• **Written exercise**
Select and copy every line of the entries below that contains the word "tall". Matching is case-sensitive.

Rows from a dataset:
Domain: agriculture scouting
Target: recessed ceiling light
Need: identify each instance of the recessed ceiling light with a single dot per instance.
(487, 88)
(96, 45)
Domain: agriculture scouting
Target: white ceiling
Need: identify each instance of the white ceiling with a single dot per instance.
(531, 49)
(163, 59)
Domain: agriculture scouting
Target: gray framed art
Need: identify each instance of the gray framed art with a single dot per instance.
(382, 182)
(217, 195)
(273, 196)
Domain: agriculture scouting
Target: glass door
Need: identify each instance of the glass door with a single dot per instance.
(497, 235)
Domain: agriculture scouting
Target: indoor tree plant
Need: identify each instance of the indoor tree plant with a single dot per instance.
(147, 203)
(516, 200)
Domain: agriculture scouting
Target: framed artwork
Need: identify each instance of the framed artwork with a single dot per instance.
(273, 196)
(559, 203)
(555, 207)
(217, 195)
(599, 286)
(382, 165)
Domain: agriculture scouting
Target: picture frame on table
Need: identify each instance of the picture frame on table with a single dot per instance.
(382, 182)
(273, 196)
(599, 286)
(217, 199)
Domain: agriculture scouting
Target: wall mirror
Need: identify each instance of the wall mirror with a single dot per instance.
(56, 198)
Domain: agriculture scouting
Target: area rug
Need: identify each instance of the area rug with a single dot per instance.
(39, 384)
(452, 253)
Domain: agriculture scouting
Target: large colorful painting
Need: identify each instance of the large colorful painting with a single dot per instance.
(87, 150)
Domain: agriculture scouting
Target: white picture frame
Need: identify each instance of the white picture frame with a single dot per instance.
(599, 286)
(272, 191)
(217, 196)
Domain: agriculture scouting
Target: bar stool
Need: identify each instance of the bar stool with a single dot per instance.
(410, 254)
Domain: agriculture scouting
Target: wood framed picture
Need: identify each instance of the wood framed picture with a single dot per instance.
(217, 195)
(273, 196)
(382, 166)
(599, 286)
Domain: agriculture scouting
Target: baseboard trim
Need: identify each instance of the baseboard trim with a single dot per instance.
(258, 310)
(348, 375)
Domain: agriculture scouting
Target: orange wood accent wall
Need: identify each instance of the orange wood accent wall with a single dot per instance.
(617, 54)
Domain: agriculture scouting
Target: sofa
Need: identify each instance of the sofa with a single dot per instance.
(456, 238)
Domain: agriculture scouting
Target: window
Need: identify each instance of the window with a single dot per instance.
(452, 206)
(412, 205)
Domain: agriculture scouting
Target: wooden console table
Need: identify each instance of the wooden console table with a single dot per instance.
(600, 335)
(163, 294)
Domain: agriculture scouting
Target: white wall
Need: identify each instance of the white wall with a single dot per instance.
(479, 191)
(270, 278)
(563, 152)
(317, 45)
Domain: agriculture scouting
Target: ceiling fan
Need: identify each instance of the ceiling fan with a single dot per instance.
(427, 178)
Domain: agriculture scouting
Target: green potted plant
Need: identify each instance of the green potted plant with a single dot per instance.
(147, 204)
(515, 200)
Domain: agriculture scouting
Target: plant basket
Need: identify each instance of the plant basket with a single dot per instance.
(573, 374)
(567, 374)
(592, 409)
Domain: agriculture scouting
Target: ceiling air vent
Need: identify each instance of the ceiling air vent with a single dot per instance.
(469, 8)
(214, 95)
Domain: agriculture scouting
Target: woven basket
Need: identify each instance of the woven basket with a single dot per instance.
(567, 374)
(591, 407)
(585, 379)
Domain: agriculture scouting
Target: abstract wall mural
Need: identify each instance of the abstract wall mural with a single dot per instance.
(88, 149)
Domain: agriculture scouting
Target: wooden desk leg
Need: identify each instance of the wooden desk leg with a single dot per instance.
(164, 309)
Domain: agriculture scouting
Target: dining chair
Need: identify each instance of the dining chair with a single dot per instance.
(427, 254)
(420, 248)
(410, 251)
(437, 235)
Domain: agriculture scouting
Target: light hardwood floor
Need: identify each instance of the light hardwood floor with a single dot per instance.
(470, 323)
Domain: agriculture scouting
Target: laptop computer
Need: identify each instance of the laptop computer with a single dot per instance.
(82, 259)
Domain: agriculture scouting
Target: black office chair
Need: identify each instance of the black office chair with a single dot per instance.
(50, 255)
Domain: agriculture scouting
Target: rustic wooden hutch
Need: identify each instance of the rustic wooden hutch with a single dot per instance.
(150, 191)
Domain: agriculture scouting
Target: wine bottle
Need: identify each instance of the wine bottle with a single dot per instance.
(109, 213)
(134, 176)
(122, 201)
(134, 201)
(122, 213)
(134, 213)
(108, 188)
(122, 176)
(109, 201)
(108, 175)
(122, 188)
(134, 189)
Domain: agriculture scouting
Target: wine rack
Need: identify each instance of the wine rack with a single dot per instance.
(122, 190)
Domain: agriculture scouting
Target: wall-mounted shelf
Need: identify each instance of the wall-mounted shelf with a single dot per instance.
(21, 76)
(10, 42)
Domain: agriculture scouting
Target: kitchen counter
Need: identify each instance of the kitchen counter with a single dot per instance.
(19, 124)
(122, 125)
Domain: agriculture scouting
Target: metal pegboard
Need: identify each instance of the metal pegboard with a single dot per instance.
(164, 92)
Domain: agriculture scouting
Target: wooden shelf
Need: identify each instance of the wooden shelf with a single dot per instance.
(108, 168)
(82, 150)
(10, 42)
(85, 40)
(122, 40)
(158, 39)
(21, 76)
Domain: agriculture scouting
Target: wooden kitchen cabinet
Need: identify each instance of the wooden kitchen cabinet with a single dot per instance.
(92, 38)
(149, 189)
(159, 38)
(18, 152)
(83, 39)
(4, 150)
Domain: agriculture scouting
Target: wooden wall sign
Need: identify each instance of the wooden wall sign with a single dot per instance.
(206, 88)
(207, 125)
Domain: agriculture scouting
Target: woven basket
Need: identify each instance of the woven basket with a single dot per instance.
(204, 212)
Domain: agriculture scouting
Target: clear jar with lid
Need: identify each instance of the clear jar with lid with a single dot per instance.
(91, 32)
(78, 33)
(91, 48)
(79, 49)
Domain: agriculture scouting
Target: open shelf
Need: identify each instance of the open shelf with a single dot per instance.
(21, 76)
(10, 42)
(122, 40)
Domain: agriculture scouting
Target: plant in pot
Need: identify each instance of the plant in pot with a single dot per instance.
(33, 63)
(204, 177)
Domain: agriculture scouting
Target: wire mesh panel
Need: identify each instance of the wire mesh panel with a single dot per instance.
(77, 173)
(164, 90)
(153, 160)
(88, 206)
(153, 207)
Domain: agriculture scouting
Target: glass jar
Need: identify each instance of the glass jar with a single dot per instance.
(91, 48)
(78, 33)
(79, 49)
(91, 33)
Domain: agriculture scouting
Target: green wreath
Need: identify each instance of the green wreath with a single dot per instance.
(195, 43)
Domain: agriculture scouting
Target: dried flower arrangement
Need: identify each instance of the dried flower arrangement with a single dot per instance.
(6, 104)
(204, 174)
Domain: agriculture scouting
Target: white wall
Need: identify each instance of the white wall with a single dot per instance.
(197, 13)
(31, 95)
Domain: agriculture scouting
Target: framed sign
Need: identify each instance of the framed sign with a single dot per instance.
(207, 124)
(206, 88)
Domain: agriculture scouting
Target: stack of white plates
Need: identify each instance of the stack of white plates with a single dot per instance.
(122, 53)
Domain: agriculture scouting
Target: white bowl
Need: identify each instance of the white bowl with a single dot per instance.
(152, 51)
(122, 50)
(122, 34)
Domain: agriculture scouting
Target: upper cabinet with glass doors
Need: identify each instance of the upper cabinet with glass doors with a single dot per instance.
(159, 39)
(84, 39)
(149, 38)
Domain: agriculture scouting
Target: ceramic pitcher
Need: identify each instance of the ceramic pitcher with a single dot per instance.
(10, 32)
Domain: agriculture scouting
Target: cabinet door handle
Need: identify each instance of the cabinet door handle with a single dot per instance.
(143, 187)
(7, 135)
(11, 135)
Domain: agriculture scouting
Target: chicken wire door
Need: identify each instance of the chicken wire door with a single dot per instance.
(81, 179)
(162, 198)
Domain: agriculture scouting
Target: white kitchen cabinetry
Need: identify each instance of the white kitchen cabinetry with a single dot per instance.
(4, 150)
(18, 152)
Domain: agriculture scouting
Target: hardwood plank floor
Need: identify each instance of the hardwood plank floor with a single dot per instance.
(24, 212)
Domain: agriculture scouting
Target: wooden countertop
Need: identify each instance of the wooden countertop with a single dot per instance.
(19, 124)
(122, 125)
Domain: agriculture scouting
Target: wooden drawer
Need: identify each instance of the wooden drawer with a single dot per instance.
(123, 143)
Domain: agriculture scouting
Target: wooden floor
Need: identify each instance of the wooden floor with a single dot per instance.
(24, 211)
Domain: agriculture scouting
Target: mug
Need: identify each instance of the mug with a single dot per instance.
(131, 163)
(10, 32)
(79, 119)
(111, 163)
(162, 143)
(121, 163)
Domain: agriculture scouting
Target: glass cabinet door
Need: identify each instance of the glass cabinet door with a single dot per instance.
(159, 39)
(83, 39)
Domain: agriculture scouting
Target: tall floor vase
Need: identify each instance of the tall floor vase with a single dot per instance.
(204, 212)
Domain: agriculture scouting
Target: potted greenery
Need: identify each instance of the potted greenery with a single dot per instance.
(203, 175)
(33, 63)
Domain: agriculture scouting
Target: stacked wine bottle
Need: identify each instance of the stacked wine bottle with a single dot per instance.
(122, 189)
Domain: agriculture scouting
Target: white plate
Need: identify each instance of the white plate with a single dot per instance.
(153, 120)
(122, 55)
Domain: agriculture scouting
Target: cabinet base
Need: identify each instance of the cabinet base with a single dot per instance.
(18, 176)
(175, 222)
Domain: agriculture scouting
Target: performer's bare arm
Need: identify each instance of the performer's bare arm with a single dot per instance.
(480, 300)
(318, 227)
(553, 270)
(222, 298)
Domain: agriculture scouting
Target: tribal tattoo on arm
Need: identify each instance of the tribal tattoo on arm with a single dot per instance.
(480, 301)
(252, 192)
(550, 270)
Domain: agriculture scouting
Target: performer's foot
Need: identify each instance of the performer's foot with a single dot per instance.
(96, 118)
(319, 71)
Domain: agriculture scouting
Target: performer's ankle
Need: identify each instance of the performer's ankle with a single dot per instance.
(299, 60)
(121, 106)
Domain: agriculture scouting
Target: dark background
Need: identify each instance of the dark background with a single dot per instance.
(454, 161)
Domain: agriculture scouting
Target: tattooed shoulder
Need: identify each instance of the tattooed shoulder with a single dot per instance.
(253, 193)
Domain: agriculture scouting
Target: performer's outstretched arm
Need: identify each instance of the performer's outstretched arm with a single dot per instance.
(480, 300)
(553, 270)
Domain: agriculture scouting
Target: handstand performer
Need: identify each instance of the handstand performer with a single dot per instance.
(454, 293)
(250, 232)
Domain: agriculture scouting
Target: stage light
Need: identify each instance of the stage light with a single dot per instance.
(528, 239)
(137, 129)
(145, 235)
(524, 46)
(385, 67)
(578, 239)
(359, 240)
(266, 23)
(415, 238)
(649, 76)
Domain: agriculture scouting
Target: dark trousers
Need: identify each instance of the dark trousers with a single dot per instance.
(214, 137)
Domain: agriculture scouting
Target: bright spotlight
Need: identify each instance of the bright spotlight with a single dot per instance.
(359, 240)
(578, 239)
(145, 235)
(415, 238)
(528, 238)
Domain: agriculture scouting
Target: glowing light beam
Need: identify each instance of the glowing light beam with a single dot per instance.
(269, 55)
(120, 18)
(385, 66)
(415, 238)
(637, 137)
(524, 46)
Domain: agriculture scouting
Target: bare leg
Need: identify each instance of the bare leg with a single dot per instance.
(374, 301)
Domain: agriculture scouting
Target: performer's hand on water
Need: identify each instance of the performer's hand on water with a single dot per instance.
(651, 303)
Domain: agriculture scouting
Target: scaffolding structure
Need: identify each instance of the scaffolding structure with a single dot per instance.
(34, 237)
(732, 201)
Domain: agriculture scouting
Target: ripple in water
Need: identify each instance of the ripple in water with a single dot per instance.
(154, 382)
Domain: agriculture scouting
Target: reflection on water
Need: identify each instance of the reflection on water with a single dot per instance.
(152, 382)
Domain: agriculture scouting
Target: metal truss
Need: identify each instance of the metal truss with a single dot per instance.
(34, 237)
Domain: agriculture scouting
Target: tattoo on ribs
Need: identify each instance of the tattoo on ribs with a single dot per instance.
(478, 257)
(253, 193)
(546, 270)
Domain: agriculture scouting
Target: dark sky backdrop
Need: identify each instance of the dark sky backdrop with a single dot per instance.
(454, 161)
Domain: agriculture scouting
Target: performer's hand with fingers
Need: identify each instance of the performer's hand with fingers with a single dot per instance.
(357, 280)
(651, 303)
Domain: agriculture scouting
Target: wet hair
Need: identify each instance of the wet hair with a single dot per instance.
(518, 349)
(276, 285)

• **The completed task**
Target: tall floor vase
Need: identify each instance of the tall floor vase with a single dot per instance.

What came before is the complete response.